Given exercise.
Recast all of the data below as a Markdown table with the columns Row and Line, giving each line its own numbered row and omitting blank lines. Leave the pictures out of the answer.

Rows.
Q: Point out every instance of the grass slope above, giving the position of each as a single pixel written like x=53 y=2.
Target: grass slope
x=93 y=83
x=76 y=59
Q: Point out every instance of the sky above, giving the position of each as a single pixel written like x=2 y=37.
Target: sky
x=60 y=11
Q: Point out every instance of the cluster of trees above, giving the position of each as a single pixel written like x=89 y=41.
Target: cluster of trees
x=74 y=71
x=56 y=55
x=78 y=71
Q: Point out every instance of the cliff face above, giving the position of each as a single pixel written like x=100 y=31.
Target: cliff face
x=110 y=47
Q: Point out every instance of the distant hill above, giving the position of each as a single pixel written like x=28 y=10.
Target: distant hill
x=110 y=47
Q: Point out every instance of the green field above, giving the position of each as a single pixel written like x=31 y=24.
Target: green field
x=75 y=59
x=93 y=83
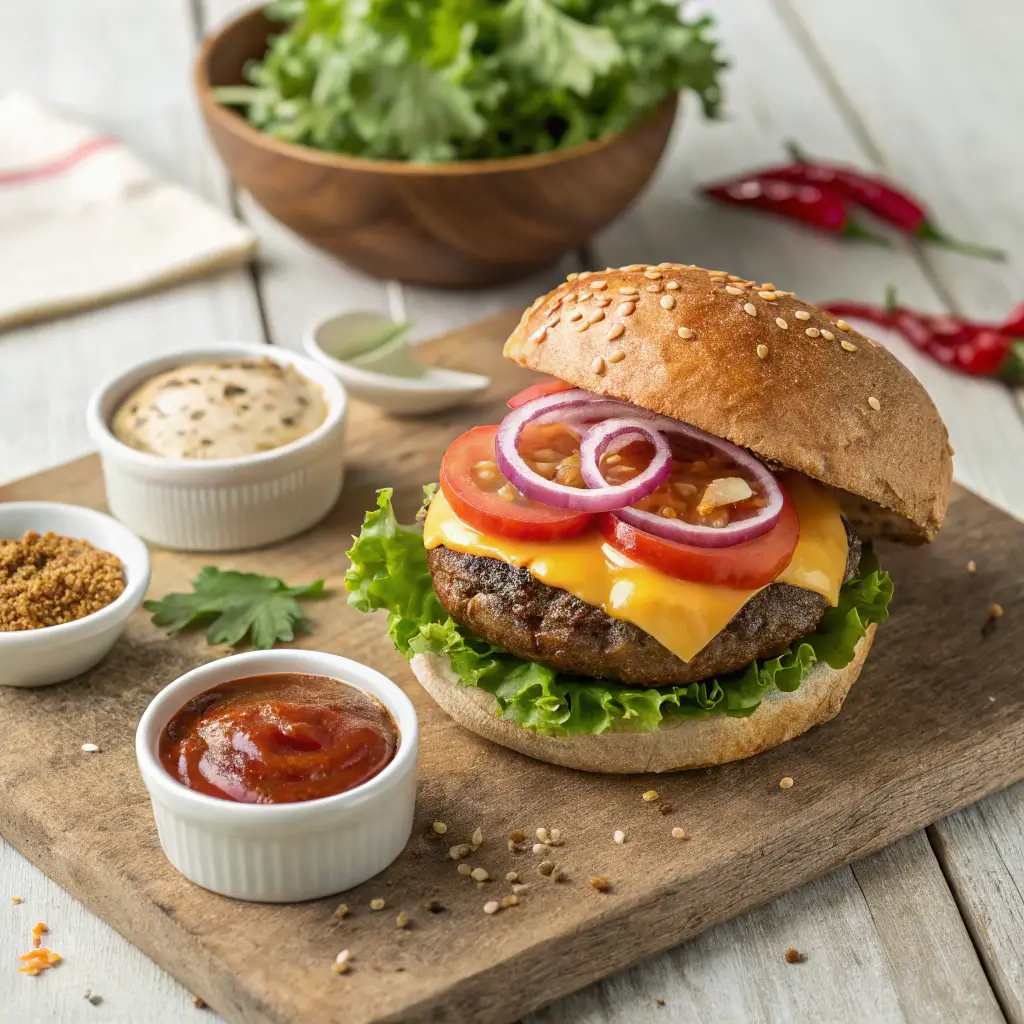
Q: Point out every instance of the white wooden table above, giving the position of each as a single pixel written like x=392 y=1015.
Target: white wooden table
x=931 y=90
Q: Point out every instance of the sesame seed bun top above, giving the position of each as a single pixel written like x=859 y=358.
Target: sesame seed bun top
x=759 y=368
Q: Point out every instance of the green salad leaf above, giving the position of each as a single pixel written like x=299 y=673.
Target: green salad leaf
x=237 y=605
x=441 y=80
x=389 y=570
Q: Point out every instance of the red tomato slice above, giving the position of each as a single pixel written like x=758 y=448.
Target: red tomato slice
x=539 y=391
x=476 y=492
x=745 y=566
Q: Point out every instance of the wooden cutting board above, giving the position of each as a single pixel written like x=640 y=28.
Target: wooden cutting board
x=934 y=723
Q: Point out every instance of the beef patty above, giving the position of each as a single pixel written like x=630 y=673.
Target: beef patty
x=505 y=605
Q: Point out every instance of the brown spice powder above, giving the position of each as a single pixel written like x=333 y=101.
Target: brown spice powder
x=48 y=580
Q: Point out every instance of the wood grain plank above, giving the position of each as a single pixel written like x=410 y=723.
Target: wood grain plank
x=736 y=972
x=118 y=66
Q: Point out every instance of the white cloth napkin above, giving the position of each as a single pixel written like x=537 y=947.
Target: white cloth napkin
x=83 y=221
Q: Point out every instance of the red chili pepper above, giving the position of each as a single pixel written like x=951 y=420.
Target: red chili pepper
x=878 y=196
x=808 y=204
x=970 y=346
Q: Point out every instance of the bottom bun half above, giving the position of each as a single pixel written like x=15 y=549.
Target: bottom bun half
x=676 y=745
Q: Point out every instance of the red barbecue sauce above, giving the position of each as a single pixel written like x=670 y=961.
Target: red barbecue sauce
x=279 y=738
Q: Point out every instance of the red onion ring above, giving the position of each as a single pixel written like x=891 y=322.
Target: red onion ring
x=603 y=498
x=709 y=537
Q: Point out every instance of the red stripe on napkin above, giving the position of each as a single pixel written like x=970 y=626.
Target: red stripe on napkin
x=58 y=165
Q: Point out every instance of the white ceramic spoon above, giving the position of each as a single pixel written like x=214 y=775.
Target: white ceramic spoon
x=370 y=353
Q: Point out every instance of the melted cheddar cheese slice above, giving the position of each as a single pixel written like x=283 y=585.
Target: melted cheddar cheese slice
x=683 y=616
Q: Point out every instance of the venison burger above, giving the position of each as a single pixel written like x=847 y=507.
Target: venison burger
x=658 y=559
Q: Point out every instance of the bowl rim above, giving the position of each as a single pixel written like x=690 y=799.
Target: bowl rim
x=117 y=387
x=219 y=813
x=133 y=555
x=235 y=123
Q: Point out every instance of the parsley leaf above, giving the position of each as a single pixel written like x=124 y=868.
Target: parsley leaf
x=238 y=603
x=442 y=80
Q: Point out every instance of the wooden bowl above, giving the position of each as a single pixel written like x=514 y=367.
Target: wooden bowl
x=468 y=223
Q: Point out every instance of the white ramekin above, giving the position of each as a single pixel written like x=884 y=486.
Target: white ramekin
x=53 y=653
x=221 y=504
x=281 y=853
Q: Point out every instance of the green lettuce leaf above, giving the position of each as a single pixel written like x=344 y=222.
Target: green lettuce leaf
x=441 y=80
x=389 y=571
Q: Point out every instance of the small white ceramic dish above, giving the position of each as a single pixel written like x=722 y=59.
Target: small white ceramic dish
x=372 y=356
x=51 y=654
x=282 y=853
x=222 y=504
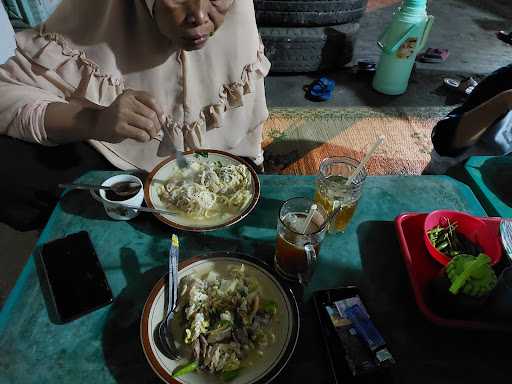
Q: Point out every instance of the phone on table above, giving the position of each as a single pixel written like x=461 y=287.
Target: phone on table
x=75 y=279
x=343 y=370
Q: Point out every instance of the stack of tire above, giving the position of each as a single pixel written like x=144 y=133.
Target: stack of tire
x=308 y=35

The completed task.
| Row | Line |
|---|---|
| 1 | Q: Point out every instance of the grass slope above, giving the position of each as a single pixel written like x=53 y=2. |
| 2 | Target: grass slope |
| 3 | x=93 y=83 |
| 4 | x=76 y=59 |
| 5 | Q: Point out every instance of the sky above, giving the position of each as a single pixel written like x=2 y=37. |
| 6 | Target: sky |
| 7 | x=60 y=11 |
| 8 | Q: Point out every instance of the cluster of trees above, giving the position of each as a single pixel written like x=89 y=41. |
| 9 | Target: cluster of trees |
| 10 | x=74 y=71 |
| 11 | x=56 y=55 |
| 12 | x=78 y=71 |
| 13 | Q: Point out every instance of the cliff face above, giving the position of each as a single pixel written like x=100 y=31. |
| 14 | Target: cliff face |
| 15 | x=110 y=47 |
| 16 | Q: Point out every instance of the distant hill above, giving the position of each as a single pixel written like x=28 y=10. |
| 17 | Target: distant hill |
| 18 | x=110 y=47 |
| 19 | Q: Point out every instance of the green field above, giving the position of each as a single pixel written like x=31 y=24. |
| 20 | Target: green field |
| 21 | x=75 y=59 |
| 22 | x=93 y=83 |
| 23 | Q: Point out every instance of the white wooden table above, giving the position of each as a single pixel written like x=392 y=1015. |
| 24 | Target: white wooden table |
| 25 | x=931 y=90 |
| 26 | Q: Point out every instance of the sesame seed bun top above, giving the position of each as a single pixel written like x=859 y=358. |
| 27 | Target: sesame seed bun top |
| 28 | x=759 y=368 |
| 29 | Q: Point out every instance of the green salad leaf above, giving the position of each as a single pixel written like x=299 y=673. |
| 30 | Target: green salad leaf |
| 31 | x=237 y=605 |
| 32 | x=441 y=80 |
| 33 | x=389 y=570 |
| 34 | Q: Point out every instance of the red tomato slice above, giving the position of each as a single pixel written like x=758 y=448. |
| 35 | Target: red tomato slice |
| 36 | x=539 y=391 |
| 37 | x=476 y=492 |
| 38 | x=745 y=566 |
| 39 | Q: Point out every instance of the wooden cutting board above, giving the position of each as a single pixel written like x=640 y=28. |
| 40 | Target: wooden cutting board |
| 41 | x=934 y=723 |
| 42 | Q: Point out every instance of the beef patty above, giving the position of each as a single pixel written like x=630 y=673. |
| 43 | Target: beef patty |
| 44 | x=505 y=605 |
| 45 | Q: Point out every instance of the brown spice powder above, giving the position of each as a single pixel written like x=333 y=101. |
| 46 | Target: brown spice powder |
| 47 | x=48 y=580 |
| 48 | Q: Point out every instance of the wood grain plank above, giving the position of each as a single pixel written like x=410 y=723. |
| 49 | Target: wood grain plank |
| 50 | x=736 y=972 |
| 51 | x=118 y=66 |
| 52 | Q: Point out every instance of the white cloth napkin above, giving the position of each as a single pixel written like x=537 y=947. |
| 53 | Target: white cloth napkin |
| 54 | x=83 y=221 |
| 55 | Q: Point out every instance of the red chili pepper above, giving the position of each as a single pixel written like x=951 y=420. |
| 56 | Target: red chili pepper |
| 57 | x=878 y=196 |
| 58 | x=808 y=204 |
| 59 | x=970 y=346 |
| 60 | Q: Point out every instance of the bottom bun half above, giving the position of each as a single pixel written like x=15 y=549. |
| 61 | Target: bottom bun half |
| 62 | x=676 y=745 |
| 63 | Q: Point out every instance of the red barbecue sauce above, giving the position of each as a single pixel written like x=670 y=961. |
| 64 | Target: red barbecue sauce |
| 65 | x=279 y=738 |
| 66 | Q: Point out every instance of the red onion ring above, giving the position of each as a single pixel written like x=891 y=322. |
| 67 | Target: red onion ring |
| 68 | x=603 y=498 |
| 69 | x=709 y=537 |
| 70 | Q: Point out every instance of the red stripe on napkin above, giving the position of each as a single pixel written like x=970 y=626. |
| 71 | Target: red stripe on napkin |
| 72 | x=58 y=165 |
| 73 | Q: Point out every instance of the white ceramic spoon above, giving the position of each as a single pixel written like x=214 y=775. |
| 74 | Target: white ceramic spoon |
| 75 | x=370 y=353 |
| 76 | Q: Point out every instance of the melted cheddar cheese slice above, giving the position of each as a single pixel written like x=283 y=585. |
| 77 | Target: melted cheddar cheese slice |
| 78 | x=683 y=616 |
| 79 | Q: Point out every instance of the venison burger above, giving the position of each as a single pixel written like x=847 y=507. |
| 80 | Target: venison burger |
| 81 | x=658 y=559 |
| 82 | Q: Point out every instance of the bowl rim above, giving the position of each as a single pixel written like x=690 y=799. |
| 83 | Target: bowl rim |
| 84 | x=117 y=387 |
| 85 | x=219 y=813 |
| 86 | x=133 y=555 |
| 87 | x=235 y=123 |
| 88 | Q: Point out every instance of the parsley leaf above, giving the position of each as a single pixel written like x=124 y=868. |
| 89 | Target: parsley leaf |
| 90 | x=238 y=603 |
| 91 | x=442 y=80 |
| 92 | Q: Point out every instance of the wooden bowl above, giving the position of each as a single pixel written like x=514 y=367. |
| 93 | Target: wooden bowl |
| 94 | x=468 y=223 |
| 95 | Q: Point out every instance of the white ramekin above, giving the position of each as a single pixel written like x=884 y=486. |
| 96 | Target: white ramekin |
| 97 | x=53 y=653 |
| 98 | x=221 y=504 |
| 99 | x=281 y=853 |
| 100 | Q: Point out every instance of the green lettuce leaf above, giving the position of each as a single pixel written like x=344 y=222. |
| 101 | Target: green lettuce leaf |
| 102 | x=441 y=80 |
| 103 | x=389 y=571 |
| 104 | Q: Point out every instance of the small white ceramic dish above, giving the position of each as a single pixel written like x=722 y=59. |
| 105 | Target: small white ceramic dish |
| 106 | x=372 y=356 |
| 107 | x=51 y=654 |
| 108 | x=282 y=853 |
| 109 | x=222 y=504 |
| 110 | Q: Point out every instance of the phone on table above, giving the position of each as a single pixel written like x=461 y=287. |
| 111 | Target: phone on table |
| 112 | x=75 y=279 |
| 113 | x=343 y=370 |
| 114 | Q: Point out every instance of the stack of tire above, giving the position of each as a single pixel written like x=144 y=133. |
| 115 | Target: stack of tire |
| 116 | x=308 y=35 |